# anyone studying yet??



## wimp (Sep 19, 2007)

while looking at the topics in this forum I realized that there are not many specific questions about practice problems or questions about subject matter. Is everyone studying yet for the test in October?

wimp :reading:


----------



## Capt Worley PE (Sep 19, 2007)

I am, but its kinda slow going for me. I wish there were more study questions that are like the NCEES ones. The ones in the MERM companion are pretty lengthy.


----------



## wimp (Sep 20, 2007)

Captain Worley said:


> I am, but its kinda slow going for me. I wish there were more study questions that are like the NCEES ones. The ones in the MERM companion are pretty lengthy.


I am spending quite a bit of time reviewing, but can't help spending a lot of time on the same old stuff! I failed the Strl-1 exam last go around, but did not feel like I was ill prepared. I have been studying for the Oct exam and feel the same feeling.


----------



## jascia1919 (Sep 22, 2007)

I am trying to speed up. kind of inefficient. I just started to read the AASHTO code in detail.

I am preparing for SEII (Bridge) in October.


----------



## ODB_PE (Oct 21, 2007)

wimp said:


> I am spending quite a bit of time reviewing, but can't help spending a lot of time on the same old stuff! I failed the Strl-1 exam last go around, but did not feel like I was ill prepared. I have been studying for the Oct exam and feel the same feeling.


wimp,

Newbie here who has been lurking a while and seen your posts. I'll take STR 1 for the first time on Friday.

I feel like I probably haven't studied enough, but right now I am cycling between confidence and panic.

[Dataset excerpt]
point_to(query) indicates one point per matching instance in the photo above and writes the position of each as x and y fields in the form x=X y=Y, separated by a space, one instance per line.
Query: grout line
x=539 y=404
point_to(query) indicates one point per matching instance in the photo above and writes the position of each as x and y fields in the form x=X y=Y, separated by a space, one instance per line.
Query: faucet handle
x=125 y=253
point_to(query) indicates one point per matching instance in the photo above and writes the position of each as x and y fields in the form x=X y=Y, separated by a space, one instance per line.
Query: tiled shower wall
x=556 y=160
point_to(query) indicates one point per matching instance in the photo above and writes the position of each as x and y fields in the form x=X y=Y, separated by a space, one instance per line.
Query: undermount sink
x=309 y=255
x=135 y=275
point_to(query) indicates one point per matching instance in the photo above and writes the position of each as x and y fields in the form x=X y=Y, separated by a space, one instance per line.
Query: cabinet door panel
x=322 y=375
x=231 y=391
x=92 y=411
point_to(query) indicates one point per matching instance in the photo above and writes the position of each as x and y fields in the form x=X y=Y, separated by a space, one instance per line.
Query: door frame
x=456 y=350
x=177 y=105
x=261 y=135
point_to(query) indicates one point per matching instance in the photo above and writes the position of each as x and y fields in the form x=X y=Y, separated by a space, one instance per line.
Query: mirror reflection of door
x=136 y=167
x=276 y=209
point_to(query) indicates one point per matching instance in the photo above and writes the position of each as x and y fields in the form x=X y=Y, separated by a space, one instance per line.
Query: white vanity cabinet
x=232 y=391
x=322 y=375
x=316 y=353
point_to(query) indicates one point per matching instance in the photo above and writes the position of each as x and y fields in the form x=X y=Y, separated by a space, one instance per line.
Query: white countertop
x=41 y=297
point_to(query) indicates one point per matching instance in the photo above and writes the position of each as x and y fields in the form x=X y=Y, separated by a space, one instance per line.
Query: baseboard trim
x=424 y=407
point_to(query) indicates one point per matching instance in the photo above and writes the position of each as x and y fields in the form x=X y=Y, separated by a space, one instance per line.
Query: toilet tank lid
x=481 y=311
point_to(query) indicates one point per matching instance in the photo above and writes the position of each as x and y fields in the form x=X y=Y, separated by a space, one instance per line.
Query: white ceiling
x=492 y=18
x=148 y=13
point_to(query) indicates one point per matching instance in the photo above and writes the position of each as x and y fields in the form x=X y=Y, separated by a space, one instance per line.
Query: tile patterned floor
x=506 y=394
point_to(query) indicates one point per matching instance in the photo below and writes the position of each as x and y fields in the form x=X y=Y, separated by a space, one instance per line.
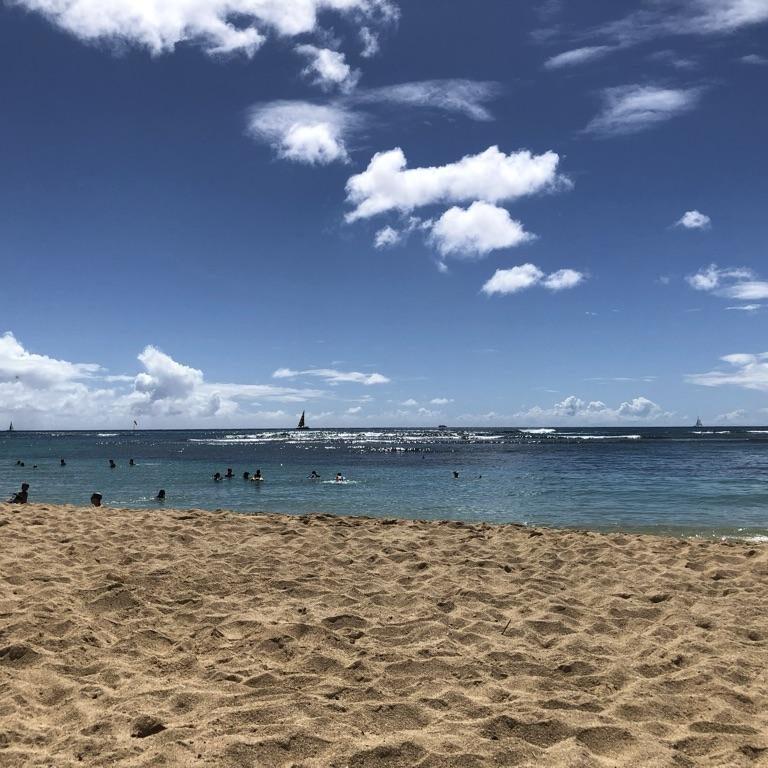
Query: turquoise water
x=682 y=481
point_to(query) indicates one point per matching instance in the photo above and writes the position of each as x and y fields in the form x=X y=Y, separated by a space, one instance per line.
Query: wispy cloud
x=333 y=376
x=633 y=108
x=739 y=283
x=578 y=56
x=748 y=371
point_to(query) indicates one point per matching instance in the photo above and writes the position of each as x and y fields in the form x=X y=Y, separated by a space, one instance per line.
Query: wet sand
x=191 y=638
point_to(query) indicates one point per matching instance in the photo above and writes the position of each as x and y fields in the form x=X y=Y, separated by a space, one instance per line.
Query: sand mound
x=138 y=638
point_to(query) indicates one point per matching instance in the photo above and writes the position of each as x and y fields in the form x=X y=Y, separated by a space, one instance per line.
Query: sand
x=190 y=638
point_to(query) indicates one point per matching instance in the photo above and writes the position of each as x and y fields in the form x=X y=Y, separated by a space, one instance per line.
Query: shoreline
x=316 y=640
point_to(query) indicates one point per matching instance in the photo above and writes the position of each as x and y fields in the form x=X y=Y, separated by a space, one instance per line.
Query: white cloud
x=467 y=97
x=327 y=68
x=303 y=132
x=218 y=26
x=38 y=391
x=755 y=59
x=574 y=409
x=386 y=237
x=577 y=56
x=738 y=283
x=748 y=371
x=333 y=376
x=492 y=176
x=694 y=220
x=477 y=230
x=633 y=108
x=516 y=279
x=563 y=279
x=35 y=371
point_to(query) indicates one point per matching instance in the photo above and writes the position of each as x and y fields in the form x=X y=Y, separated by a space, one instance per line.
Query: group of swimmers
x=257 y=477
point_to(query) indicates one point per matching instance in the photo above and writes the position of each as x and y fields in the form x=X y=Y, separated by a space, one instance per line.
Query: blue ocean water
x=707 y=482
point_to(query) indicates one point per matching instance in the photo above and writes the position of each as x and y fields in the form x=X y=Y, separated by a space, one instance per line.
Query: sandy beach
x=191 y=638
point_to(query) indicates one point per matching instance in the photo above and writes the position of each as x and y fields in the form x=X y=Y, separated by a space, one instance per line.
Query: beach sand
x=190 y=638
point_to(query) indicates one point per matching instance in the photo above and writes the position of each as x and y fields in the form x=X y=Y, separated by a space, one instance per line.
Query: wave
x=598 y=437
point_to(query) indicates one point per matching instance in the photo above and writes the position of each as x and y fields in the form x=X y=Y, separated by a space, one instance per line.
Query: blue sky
x=431 y=212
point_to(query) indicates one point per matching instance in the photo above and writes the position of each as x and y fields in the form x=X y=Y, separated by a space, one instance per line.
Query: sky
x=420 y=212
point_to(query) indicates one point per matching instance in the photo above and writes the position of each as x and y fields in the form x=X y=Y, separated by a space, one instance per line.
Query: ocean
x=680 y=481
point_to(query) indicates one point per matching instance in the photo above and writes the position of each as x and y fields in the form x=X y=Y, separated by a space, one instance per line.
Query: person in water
x=20 y=497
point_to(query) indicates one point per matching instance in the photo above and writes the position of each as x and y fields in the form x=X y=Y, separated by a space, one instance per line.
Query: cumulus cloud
x=694 y=220
x=386 y=237
x=333 y=376
x=218 y=26
x=302 y=131
x=577 y=56
x=477 y=230
x=574 y=409
x=739 y=283
x=748 y=371
x=467 y=97
x=491 y=176
x=633 y=108
x=44 y=392
x=327 y=68
x=516 y=279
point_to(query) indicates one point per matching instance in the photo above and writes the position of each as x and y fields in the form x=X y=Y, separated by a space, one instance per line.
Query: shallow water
x=708 y=482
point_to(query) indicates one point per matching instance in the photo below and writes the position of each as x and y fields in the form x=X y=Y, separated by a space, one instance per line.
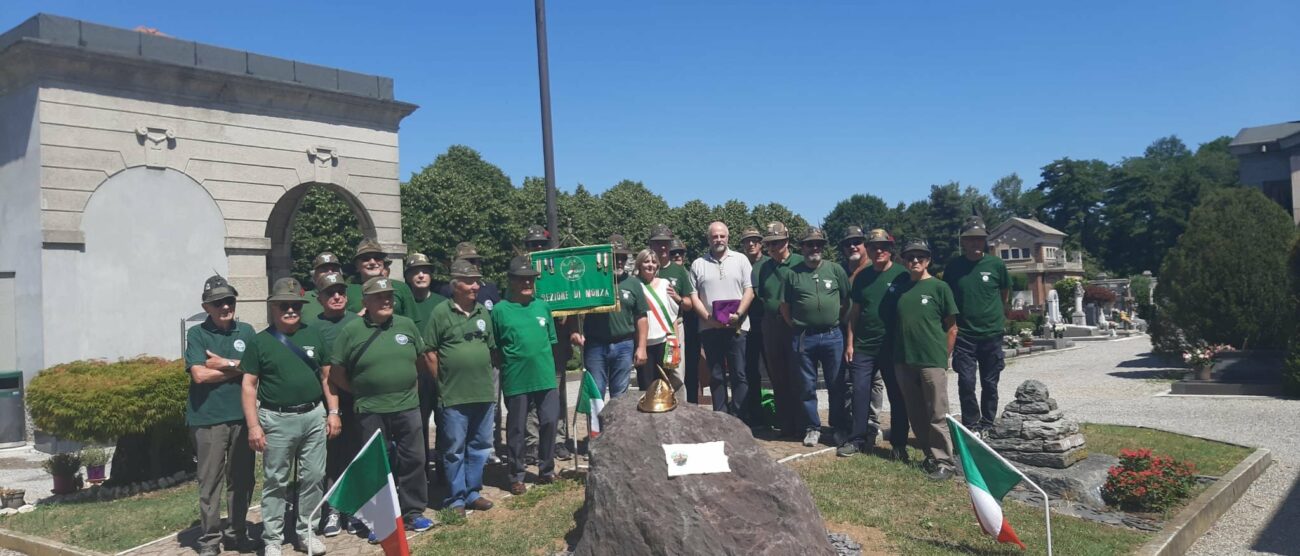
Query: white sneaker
x=313 y=546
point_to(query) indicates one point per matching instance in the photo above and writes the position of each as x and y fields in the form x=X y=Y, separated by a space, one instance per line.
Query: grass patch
x=1210 y=457
x=112 y=526
x=533 y=524
x=923 y=517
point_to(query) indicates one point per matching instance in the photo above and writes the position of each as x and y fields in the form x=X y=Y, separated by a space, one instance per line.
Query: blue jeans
x=827 y=350
x=724 y=348
x=610 y=364
x=987 y=356
x=466 y=433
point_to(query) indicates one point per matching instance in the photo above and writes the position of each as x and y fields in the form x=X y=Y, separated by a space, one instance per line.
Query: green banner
x=576 y=279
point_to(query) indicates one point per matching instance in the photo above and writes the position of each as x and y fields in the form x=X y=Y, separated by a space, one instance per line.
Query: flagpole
x=1047 y=507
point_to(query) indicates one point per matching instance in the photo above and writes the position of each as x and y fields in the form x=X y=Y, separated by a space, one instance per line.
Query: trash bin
x=13 y=421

Tasks for this exercise ::
**A.** Reproduce the part of the exam study thread starting at "## jascia1919 (Sep" and ending at "(Bridge) in October.".
**B.** Carry on the exam study thread from the point where it stops.
The listing isn't needed for anything here.

Task results ::
**A.**
## jascia1919 (Sep 22, 2007)

I am trying to speed up. kind of inefficient. I just started to read the AASHTO code in detail.

I am preparing for SEII (Bridge) in October.

**B.**
I rely heavily on the SERM, 6 minute solutions, and the NCEES sample questions. I bought the NCEES questions first a while ago, and probably became over confident since it seemed like I could do half of them in my head. Once I started using the six minute solutions, I became more worried although I tell myself there's no way the questions can be that in-depth.

My advantages are that I have always been a very good test taker, and consider myself to be quite resourceful in that I will be able to remember where to find a similar sample question to something on the exam - however, that should be a desired trait of most engineers and I start thinking why is the pass rate so low!

So, since you took it in April,a couple of questions if you don't mind:

Are the NCEES sample questions even close to what you see on the exam? Why did you fail? Lack of knowledge in certain areas? Forgot to bring the IBC? Did the NCEES evaluation of your performance contribute anything to your understanding of why you failed?

TIA and good luck.


----------



## al***vj (Jun 10, 2008)

Practice, practice, practice. That's the key.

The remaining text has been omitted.